━━━ DATA EXCERPTS

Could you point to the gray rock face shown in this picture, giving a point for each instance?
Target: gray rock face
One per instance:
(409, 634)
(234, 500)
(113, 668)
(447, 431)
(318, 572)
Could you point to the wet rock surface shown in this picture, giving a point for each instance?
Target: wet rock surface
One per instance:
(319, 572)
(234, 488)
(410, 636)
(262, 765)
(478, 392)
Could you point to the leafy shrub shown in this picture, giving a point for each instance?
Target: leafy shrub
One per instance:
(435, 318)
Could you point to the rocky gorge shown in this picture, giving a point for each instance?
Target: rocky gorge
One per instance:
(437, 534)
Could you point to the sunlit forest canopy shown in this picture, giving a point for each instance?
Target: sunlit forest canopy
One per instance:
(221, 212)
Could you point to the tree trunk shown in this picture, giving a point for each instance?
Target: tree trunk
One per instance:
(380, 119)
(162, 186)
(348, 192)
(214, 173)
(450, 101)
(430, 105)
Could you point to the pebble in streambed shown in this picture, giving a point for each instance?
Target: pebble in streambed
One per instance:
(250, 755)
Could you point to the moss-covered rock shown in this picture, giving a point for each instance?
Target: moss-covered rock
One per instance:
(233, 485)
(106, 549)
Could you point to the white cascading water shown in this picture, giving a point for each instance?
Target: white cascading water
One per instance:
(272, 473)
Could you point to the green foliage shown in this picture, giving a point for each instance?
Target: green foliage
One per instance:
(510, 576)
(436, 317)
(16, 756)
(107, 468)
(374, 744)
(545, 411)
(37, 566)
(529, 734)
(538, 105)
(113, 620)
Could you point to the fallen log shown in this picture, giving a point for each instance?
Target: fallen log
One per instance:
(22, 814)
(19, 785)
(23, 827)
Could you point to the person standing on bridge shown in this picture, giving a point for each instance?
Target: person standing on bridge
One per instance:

━━━━━━

- PROBLEM DETAILS: Output all of the listing exactly as written.

- TASK SOLUTION:
Could you point to the gray rock face shown in this picture, giving a point for each instance?
Target: gray rock face
One per instance:
(409, 634)
(234, 500)
(113, 668)
(447, 431)
(318, 572)
Could you point to the wet rock surface shown in this picture, giving a point for each instance?
Target: wet rock surface
One per instance:
(319, 572)
(234, 488)
(410, 636)
(262, 765)
(478, 392)
Could you point to the leafy shrub shown in this picture, giving a point for each instance?
Target: leafy shrub
One per instance:
(435, 318)
Could you point to the rocky gorge shown in this picture, giving a point for each instance?
Target: rocky gorge
One per instance:
(437, 534)
Could you point to the sunlit forest canopy shown in this picture, giving a point for each instance?
Target: sunlit forest canopy
One per instance:
(221, 212)
Could you point to the tree trunk shown in this picture, giving a point for each instance?
Target: tree trunk
One per instance:
(380, 119)
(162, 186)
(348, 192)
(214, 173)
(450, 101)
(430, 105)
Could you point to the pebble in streambed shown in this picture, giving a point for each instance?
Target: pebble in streambed
One per instance:
(250, 755)
Could you point to the moss-covered rock shown in this picture, giving a point for each instance?
Target: moss-covered rock
One per instance:
(233, 485)
(106, 549)
Could you point to the white cascading water shown in this picture, giving a point for each instance?
Target: white cascading water
One per instance:
(272, 473)
Could you point to the green foliage shown in this picture, giving a point for each instance?
Target: green foliage
One per instance:
(510, 576)
(436, 317)
(16, 756)
(107, 468)
(374, 744)
(545, 411)
(37, 566)
(529, 734)
(538, 105)
(113, 620)
Could you point to the fallen log shown in this picture, giving a point for each instance?
Target: fallen log
One per instance:
(22, 814)
(19, 785)
(23, 827)
Could you point to the person standing on bridge shown in this picture, giving a point for each instance?
Target: person standing on bridge
One per instance:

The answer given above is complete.